### Article
Wednesday, August 15, 2012

That Kid

Peeper's tendency to hit her friends (have I mentioned this?) is something we've been struggling with for a while, but she was in rare form at the MOMS Club meeting today.

First, she stepped on little H's chest ("she was in my way, I stepped on her to get by" rather than stomping, but it was intentional), then she slammed the roof of the dollhouse down on a 2 1/2 year old boy's hand(s?).

We were already adjourned, and that's when I should have just left, but I felt like we should help clean up, and I needed to count the school supplies that we were collecting for the local women's shelter, so I didn't.

Then she tried to "hug" H (after asking her - that's progress, right? - and being told "no"). From the back, around the neck, while lifting.

She spent the rest of the time in a chair in the corner while I repacked school supplies, but then I heard that at some point, she'd hit a six-year-old boy on the head with a drumstick. ("I like to play drums.")


I take personal responsibility for the fact that she was starving, and therefore probably cranky (Altho I gave her the damn muffin she asked for for breakfast, and it was still sitting on her desk when we left. Also, not that it's any sort of excuse), and for not leaving immediately after the first or second incident.

I was really torn between just leaving (I've had to do that twice recently - at A's cookout on July 4 and at the bubble party last week), and helping to clean up, especially since she's the one who'd dumped out all the Legos. I realize now that the other moms probably would have rather cleaned up without our help than have her around their kids for any longer than necessary.

As you can imagine, she and I talked about it a lot today, and I was able to get some information out of her about what exactly happened and her motivations, none of which excuse her behavior, of course, but at least knowing where she's coming from might help us to help her to change the behavior.

We also talked a lot about ways that she can use her words instead of her body to express her feelings, whether positive ones or negative, and that she needs to respect other kids' space and their "no" when they don't want to be touched or hugged.

Of course, I felt pretty stupid when I told her for the zillionth time, "You have to ask for a hug, and if they say no, you have to respect that," and she asked, "Mama, what does 'respect' mean?"

Sigh. Again.
######
Copy the blog post from the words "We also talked" through "Sigh. Again.", substituting "honor" for each "respect".
### Data shown
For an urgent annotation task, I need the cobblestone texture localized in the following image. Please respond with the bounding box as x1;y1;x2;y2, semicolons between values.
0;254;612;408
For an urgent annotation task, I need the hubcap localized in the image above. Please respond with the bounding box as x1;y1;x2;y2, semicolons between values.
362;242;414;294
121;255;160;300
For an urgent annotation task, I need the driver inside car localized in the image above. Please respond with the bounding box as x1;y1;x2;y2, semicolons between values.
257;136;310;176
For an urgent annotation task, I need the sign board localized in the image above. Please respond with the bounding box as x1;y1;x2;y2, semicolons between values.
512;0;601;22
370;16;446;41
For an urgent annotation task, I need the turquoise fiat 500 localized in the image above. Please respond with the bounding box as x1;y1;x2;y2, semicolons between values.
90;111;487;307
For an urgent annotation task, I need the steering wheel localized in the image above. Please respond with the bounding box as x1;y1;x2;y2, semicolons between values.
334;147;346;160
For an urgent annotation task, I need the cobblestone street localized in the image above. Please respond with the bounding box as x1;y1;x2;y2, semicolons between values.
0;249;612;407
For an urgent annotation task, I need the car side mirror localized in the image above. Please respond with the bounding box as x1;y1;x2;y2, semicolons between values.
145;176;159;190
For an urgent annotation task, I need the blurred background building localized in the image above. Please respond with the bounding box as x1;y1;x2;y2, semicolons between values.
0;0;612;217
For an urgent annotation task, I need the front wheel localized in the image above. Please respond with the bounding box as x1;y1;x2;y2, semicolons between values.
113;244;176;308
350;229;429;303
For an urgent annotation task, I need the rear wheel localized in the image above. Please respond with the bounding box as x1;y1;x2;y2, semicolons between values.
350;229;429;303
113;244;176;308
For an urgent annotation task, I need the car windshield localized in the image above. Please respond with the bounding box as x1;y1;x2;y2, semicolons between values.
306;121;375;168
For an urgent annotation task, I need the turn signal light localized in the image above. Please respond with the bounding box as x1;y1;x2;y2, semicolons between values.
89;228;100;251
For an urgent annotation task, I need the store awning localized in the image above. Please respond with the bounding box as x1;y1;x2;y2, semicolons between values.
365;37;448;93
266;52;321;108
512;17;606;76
######
# [Task answer]
We also talked a lot about ways that she can use her words instead of her body to express her feelings, whether positive ones or negative, and that she needs to honor other kids' space and their "no" when they don't want to be touched or hugged.

Of course, I felt pretty stupid when I told her for the zillionth time, "You have to ask for a hug, and if they say no, you have to honor that," and she asked, "Mama, what does 'honor' mean?"

Sigh. Again.